>> BEGIN Data to process

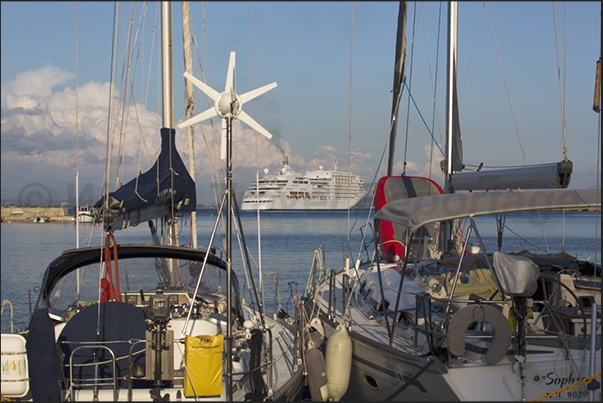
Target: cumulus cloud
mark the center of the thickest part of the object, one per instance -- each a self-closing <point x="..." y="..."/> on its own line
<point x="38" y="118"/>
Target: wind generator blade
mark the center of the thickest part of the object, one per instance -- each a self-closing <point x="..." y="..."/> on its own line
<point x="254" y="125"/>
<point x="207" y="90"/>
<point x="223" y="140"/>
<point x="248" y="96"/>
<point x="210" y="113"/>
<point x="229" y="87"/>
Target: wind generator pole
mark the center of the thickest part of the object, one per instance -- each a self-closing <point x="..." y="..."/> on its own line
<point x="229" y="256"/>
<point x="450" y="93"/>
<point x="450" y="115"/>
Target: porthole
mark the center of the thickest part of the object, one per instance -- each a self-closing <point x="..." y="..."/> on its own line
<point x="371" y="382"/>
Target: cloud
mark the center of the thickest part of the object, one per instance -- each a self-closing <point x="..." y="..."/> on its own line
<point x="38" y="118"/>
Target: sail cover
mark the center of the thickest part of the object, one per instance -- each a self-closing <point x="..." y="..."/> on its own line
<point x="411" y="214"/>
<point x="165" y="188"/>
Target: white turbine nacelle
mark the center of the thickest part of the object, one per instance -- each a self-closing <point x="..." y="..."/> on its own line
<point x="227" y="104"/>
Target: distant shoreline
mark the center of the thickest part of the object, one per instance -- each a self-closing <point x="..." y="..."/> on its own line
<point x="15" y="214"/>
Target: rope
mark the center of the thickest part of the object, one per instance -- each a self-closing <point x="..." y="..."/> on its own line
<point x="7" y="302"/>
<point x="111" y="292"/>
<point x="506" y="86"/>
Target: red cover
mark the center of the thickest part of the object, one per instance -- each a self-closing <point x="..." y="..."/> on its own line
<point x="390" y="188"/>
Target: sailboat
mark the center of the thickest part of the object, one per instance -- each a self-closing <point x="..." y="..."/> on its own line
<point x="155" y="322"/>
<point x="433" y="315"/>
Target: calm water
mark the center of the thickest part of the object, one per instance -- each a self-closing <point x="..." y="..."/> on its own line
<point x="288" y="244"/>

>> END Data to process

Goal of the exercise =>
Can you reproduce all of the data above with "wind generator" renamed to "wind turbine" wherever it occurs, changing nothing else and leaving the pictures out?

Response =>
Target: cumulus cloud
mark the center of the thickest part of the object, one per instance -- each a self-closing <point x="..." y="..."/> on its own line
<point x="38" y="118"/>
Target: wind turbine blade
mark the center of the thickest part of the object, one per instance -- each a self-closing <point x="..." y="..."/> on its own line
<point x="254" y="125"/>
<point x="207" y="90"/>
<point x="223" y="140"/>
<point x="248" y="96"/>
<point x="210" y="113"/>
<point x="229" y="87"/>
Target: wind turbine pole
mark the center of the thickest part of the object, one per instance -- each a self-closing <point x="..." y="..."/> on its own line
<point x="229" y="256"/>
<point x="450" y="93"/>
<point x="450" y="115"/>
Target: porthole
mark the center of the thickest part of the object, one per instance -- each a self-closing <point x="..." y="..."/> on its own line
<point x="371" y="382"/>
Target: cloud
mark the center of the thickest part of the object, one per instance -- each a self-closing <point x="..." y="..."/> on its own line
<point x="38" y="118"/>
Target: sail cover
mark the center of the thickest part of the object, one per instance -- each a self-closing <point x="..." y="..."/> on its own line
<point x="411" y="214"/>
<point x="165" y="188"/>
Target: white turbine nacelle
mark the center of the thickest part of the object, one per instance -- each a self-closing <point x="..." y="..."/> on its own line
<point x="227" y="104"/>
Target: distant shoreline
mark the center of the thickest part of the object, one per instance -- each a self-closing <point x="..." y="..."/> on its own line
<point x="15" y="214"/>
Target: rope
mark the center of the thickest part of the object, one per instance -- each a self-closing <point x="..." y="..."/> on its own line
<point x="7" y="302"/>
<point x="111" y="292"/>
<point x="506" y="86"/>
Target: red cover
mark the center of the thickest part of the object, one per instance -- each a self-closing <point x="..." y="..."/> on its own line
<point x="390" y="188"/>
Target: sailboat
mark the center of the thickest part of the object, one per instance -- each a self-closing <point x="..." y="..."/> on its own line
<point x="155" y="322"/>
<point x="433" y="315"/>
Target: calm water
mark the center of the thickest part of the object, one per instance -- each a self-closing <point x="..." y="..."/> on its own line
<point x="288" y="244"/>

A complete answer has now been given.